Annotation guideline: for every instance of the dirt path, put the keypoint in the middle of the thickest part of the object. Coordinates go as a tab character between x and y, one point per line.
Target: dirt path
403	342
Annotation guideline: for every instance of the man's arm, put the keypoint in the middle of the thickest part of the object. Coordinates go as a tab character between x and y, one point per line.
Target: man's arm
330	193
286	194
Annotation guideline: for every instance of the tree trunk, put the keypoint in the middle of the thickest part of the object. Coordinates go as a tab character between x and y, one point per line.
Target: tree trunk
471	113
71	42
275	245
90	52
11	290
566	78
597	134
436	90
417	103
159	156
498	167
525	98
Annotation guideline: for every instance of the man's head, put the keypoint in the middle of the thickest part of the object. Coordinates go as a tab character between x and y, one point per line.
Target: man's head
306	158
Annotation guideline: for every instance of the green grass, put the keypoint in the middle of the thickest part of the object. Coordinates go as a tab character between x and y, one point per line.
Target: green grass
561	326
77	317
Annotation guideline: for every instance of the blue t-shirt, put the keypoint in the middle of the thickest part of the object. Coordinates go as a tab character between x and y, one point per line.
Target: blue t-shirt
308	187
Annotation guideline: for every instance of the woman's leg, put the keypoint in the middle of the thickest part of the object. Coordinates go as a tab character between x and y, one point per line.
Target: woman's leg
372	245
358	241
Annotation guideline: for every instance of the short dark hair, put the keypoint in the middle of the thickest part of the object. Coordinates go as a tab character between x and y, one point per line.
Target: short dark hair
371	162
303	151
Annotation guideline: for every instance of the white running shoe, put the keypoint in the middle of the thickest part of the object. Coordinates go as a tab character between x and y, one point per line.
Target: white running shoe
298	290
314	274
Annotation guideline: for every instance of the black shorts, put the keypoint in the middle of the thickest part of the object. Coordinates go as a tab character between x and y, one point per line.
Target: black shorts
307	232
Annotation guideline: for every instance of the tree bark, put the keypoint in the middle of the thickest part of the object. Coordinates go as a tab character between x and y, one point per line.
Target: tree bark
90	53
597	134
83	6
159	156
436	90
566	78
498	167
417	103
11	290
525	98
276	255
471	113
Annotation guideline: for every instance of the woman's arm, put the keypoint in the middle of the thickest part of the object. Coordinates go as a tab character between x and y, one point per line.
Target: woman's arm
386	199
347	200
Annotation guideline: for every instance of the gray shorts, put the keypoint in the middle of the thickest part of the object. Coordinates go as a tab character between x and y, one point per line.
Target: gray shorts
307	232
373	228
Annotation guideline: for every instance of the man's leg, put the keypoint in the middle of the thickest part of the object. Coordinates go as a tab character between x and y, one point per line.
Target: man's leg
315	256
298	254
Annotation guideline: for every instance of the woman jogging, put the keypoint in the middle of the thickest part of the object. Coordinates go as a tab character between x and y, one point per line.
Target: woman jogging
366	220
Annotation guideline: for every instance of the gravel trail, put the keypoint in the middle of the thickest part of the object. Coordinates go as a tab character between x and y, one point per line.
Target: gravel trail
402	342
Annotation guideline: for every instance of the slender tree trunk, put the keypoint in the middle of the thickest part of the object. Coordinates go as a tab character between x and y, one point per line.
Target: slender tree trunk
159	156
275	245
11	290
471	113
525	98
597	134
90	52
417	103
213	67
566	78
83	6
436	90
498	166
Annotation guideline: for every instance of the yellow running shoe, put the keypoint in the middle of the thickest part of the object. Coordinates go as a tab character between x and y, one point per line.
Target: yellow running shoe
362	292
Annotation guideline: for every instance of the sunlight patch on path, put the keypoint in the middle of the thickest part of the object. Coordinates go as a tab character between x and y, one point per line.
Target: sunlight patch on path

▶ **Task brief**:
The records above should be reproduced in full, exactly as they read.

▶ **Response**:
Annotation guideline: for every instance of the dirt path, put the keypoint in the middle of the thickest part of the object. Coordinates go as a tab character between x and y, one point per line.
Target: dirt path
403	342
Annotation guideline: for every instance of the man's arm, put the keypoint in the middle of the thickest part of the object. Coordinates go as a tab character between x and y, one point per line.
Target: man's arm
330	193
286	194
Annotation guideline: for every instance of the tree trunk, put the keypoint in the middle of the thickest part of the object. Coordinates go as a tab character between x and y, one point per line.
Target: tree trunk
471	113
71	42
275	245
90	52
11	290
566	78
597	134
436	90
417	103
159	156
498	167
525	98
Annotation guideline: for every instance of the man's head, put the keypoint in the middle of the thickest part of the object. Coordinates go as a tab character between x and y, one point per line.
Target: man's head
306	158
Annotation guideline: for every instance of the green grass, put the keypoint in the middle of the thickest part of the object. Coordinates go as a tab character between x and y, one point per line.
Target: green grass
561	326
77	317
Annotation guideline: for every instance of the blue t-shirt, put the keypoint in the middle of the thickest part of the object. Coordinates go as a tab character between x and y, one point per line.
Target: blue t-shirt
308	187
Annotation guideline: for every instance of the woman's leg, put the keypoint in the middle of the thickest part of the object. Coordinates go as a tab character between x and y, one point per line.
Target: woman's leg
372	245
358	241
Annotation guideline: for every instance of the short dark hair, put the keypoint in the middle of the thickest part of the object. Coordinates go as a tab character between x and y, one point per line.
Target: short dark hair
371	162
303	151
Annotation guideline: for every instance of the white running shoe, put the keypoint in the middle of the thickest part of the object. Coordinates go as a tab character between x and y, one point per line.
Target: white running shoe
298	290
314	274
Annotation guideline: for every instance of the black shorts, put the keypoint in the middle of the thickest part of the object. Coordinates go as a tab character between x and y, one point per line.
Target: black shorts
307	232
Annotation guideline: for every instance of the tree bark, put the keypoint in the middle of the thickest part of the object. Coordinates go as a tab character between x and y, one point per line.
Target: tree bark
90	53
597	134
83	6
159	156
436	90
566	78
498	167
417	103
11	290
525	98
276	255
471	113
Annotation guideline: for every instance of the woman's arm, put the keypoint in the middle of the thickest part of the object. Coordinates go as a tab character between x and y, one point per line.
Target: woman's arm
386	199
347	200
Annotation guideline: for every instance of the gray shorts, put the keypoint in the middle of the thickest part of the object. Coordinates go as a tab character between x and y, one point per line.
Target: gray shorts
307	232
373	228
Annotation guideline: for every instance of the man's leg, put the keypoint in the middle of the thickest part of the object. Coordinates go as a tab character between x and y, one point per line.
Target: man's leg
315	256
298	254
Annotation guideline: for every instance of the woman jogging, put the keypoint in the middle of the thickest part of the object. Coordinates go as a tab character between x and y, one point per line.
Target: woman jogging
366	220
Annotation guideline: for every instance of the gravel trail, put the keypoint in the middle of the thickest part of the object. Coordinates go as a tab character between x and y, one point per line.
Target: gravel trail
402	342
Annotation guideline: for every instance of the slender tree trunk, put the keypoint in the middle of the thickest part of the object. Coordinates go as a tab character between x and y, one point per line.
Target: slender tree trunk
159	156
275	245
11	290
471	113
525	98
597	134
90	52
417	103
213	67
566	78
83	6
436	90
498	166
Annotation guideline: for every instance of the yellow running shoe, put the keypoint in the middle of the thickest part of the object. Coordinates go as a tab character between x and y, one point per line.
Target: yellow running shoe
362	292
Annotation guideline: for every instance of the sunlight patch on path, put the keypoint in the middle of the thickest part of the object. Coordinates go as a tab character between x and y, one point per line.
Target: sunlight patch on path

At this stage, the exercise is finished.